### WHAT TO PRODUCE
In the copy, include every entry exactly but none of the pictures.

Position identification records:
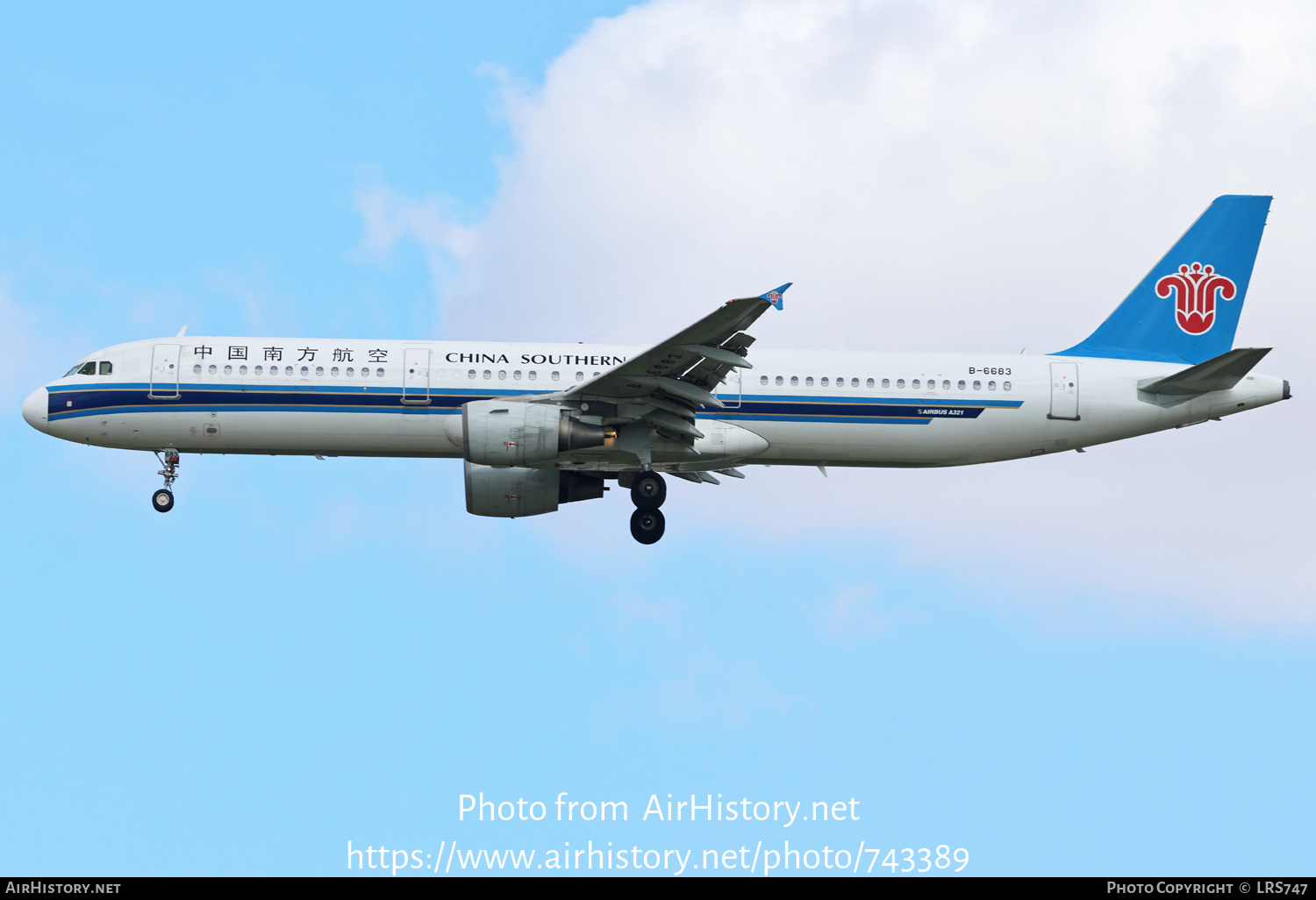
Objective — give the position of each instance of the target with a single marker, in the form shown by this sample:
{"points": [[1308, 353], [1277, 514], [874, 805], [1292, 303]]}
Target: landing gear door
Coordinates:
{"points": [[1063, 391], [165, 365], [415, 376]]}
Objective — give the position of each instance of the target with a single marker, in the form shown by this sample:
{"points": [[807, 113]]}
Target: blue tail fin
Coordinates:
{"points": [[1187, 307]]}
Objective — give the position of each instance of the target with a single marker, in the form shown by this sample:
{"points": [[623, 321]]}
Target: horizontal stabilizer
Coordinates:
{"points": [[1218, 374]]}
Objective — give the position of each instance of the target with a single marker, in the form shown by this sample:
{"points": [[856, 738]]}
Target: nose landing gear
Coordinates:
{"points": [[647, 492], [163, 499]]}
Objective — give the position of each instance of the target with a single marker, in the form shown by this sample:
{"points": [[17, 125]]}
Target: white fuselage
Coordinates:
{"points": [[810, 407]]}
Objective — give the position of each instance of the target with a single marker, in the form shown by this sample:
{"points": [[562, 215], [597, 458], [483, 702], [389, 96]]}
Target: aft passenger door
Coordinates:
{"points": [[1063, 391], [165, 366], [416, 376]]}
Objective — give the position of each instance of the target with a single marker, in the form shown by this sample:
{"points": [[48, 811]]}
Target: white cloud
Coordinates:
{"points": [[969, 175]]}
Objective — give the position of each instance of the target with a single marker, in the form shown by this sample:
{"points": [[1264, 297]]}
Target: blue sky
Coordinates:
{"points": [[1057, 668]]}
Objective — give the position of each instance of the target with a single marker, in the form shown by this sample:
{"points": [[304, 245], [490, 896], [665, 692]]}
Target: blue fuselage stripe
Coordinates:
{"points": [[74, 402]]}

### RESULT OF THIS TASK
Objective — give the position of each instance of the target with a single marker, in the form shown by this sample:
{"points": [[1308, 353], [1277, 514], [874, 805], [1292, 303]]}
Target: landing gear door
Coordinates:
{"points": [[1063, 391], [165, 365], [415, 376]]}
Objective — give the position of each instance of the target with a single marker, in the form shown by this sample:
{"points": [[807, 113]]}
Target: blue tail fin
Coordinates:
{"points": [[1187, 307]]}
Objective — give the position of each instance of the target with a single marker, in the form shown by this sample:
{"points": [[623, 321]]}
Target: horizontal stabilizer
Coordinates:
{"points": [[1218, 374]]}
Objective — give the position of each instance of the target with a single marker, in the form shown by this sample:
{"points": [[856, 738]]}
Target: nose landing gear
Coordinates:
{"points": [[647, 492], [163, 499]]}
Objective — give the position of each instance of the target with a single marker, in the form shown by this sample:
{"points": [[17, 125]]}
Target: white fuselage
Coordinates:
{"points": [[810, 407]]}
Objective — give the position of each instance of the target with a single marker, in the form shown by this sample:
{"points": [[562, 215], [597, 458], [483, 702], [389, 96]]}
Target: aft passenger door
Coordinates:
{"points": [[1063, 391], [165, 366], [416, 376]]}
Objective — give the position of each instance of the target with a single marker, in the form shown by this sample:
{"points": [[48, 811]]}
Target: white cloud
Coordinates:
{"points": [[969, 175]]}
Objective — give the position of each instance of the target with a single marker, in the form shown by this sample:
{"points": [[1264, 297]]}
Target: blue sky
Coordinates:
{"points": [[1057, 668]]}
Objective — give the position of each instance of the target with a single marker, in the form shown by this sample:
{"points": [[304, 245], [490, 896], [665, 692]]}
Target: blue fuselage stripe
Coordinates:
{"points": [[74, 402]]}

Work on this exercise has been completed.